Excerpts of location labeling data
[start]
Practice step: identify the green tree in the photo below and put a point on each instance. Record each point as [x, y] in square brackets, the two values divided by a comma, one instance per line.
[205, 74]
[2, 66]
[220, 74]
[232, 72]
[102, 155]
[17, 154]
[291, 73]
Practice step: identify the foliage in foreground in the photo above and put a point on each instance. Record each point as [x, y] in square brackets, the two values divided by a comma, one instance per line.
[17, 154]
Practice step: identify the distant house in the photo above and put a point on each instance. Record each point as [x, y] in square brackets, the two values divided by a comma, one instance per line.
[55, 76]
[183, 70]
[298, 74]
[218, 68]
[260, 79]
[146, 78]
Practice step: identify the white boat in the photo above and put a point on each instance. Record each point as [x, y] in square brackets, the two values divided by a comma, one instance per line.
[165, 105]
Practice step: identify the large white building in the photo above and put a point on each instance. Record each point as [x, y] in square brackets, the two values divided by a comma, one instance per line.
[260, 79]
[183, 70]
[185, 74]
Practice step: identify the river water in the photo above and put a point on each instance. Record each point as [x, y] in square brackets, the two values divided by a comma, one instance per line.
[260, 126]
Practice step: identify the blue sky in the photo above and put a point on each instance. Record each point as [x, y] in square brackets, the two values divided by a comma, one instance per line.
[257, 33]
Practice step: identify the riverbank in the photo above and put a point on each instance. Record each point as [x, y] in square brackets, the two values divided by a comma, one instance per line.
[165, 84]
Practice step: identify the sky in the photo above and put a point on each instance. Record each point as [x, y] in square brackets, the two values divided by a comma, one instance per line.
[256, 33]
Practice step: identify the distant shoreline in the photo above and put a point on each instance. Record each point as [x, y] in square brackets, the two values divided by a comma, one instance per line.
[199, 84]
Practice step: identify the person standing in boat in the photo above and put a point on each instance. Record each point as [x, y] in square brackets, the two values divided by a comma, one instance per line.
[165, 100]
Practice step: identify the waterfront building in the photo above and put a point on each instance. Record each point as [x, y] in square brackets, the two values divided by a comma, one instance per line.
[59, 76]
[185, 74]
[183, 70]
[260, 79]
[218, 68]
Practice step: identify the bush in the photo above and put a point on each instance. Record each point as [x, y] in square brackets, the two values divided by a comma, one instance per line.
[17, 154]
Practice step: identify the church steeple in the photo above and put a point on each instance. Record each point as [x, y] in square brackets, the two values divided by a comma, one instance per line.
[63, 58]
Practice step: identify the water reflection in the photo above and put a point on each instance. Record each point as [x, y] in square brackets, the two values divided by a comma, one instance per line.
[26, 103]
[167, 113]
[end]
§ Exercise description
Return all of the above records exactly, leaving no line out.

§ Final result
Practice step: identify the green tree in the photo below and put a point on each instance. Record each point as [x, y] in square brackets, the two values divided by a comma, one instance per line.
[205, 74]
[2, 66]
[220, 74]
[232, 72]
[102, 155]
[17, 154]
[291, 73]
Practice step: identify the foliage in foreground in the photo above and put a point on each instance. Record each point as [x, y] in square brackets, the two values divided by a comma, one instance per line.
[17, 154]
Practice step: identify the distant house in the photo above and put a point on each instance. Record each point as [x, y] in square brackets, the two values divided by a comma, one instance per line.
[55, 76]
[183, 70]
[298, 74]
[218, 68]
[260, 79]
[146, 78]
Practice step: identify the white boat in the photo above and put a point on each instance. Record each point as [x, y] in square brackets, the two values divided by a comma, one instance per line.
[165, 105]
Practice step: identify the large white building in the photo above and put a point on each instance. Record each point as [x, y] in square brackets, the two values divided by a comma, one instance per line.
[260, 79]
[183, 70]
[185, 74]
Practice step: identify the river water in the photo above and put a point on each instance. Record each point as [x, y] in square brackets, the two values divided by a comma, one instance per line.
[260, 126]
Practice step: identify the blue sky in the photo above and put a point on each instance. Record each point as [x, y] in square brackets, the two values divided by a comma, one instance per line.
[257, 33]
Practice step: identify the riverbank in the photo above and put a point on each instance. Record each point as [x, y] in square brackets, the two values divided by a comma, one instance per line.
[165, 84]
Practice step: identify the sky in the photo above and put a point on each instance. Record each point as [x, y] in square brackets, the two values divided by a comma, one instance per line.
[256, 33]
Practice step: identify the distant shoreline in the photo above and put a point on each instance. Record each point as [x, y] in square brackets, the two values divided by a comma, one instance per line.
[199, 84]
Practice step: identify the person standing in boat in the photo above and put a point on each instance. Record each point as [x, y] in square brackets, the two values divided by a comma, one instance per line.
[165, 100]
Practice step: identify the waterfront building in the photo above and put a point on each instance. Record each point as [x, y] in square brackets, the two values divided by a comma, one instance per line.
[59, 76]
[185, 74]
[183, 70]
[260, 79]
[218, 68]
Practice step: identify the bush in the photo above and put a point on each instance. Record each point as [x, y] in square brackets, the two values divided by a comma, one instance per line.
[17, 154]
Practice step: identify the church steeple in the photo above and put a point on each instance. Record each point as [x, y] in square brackets, the two values divided by a comma, one instance per line.
[63, 58]
Practice step: identify the water reflection in the photo above and put a point on each instance. Record each point as [x, y] in square brackets, the two values divided by a comma, one instance per line.
[26, 103]
[167, 113]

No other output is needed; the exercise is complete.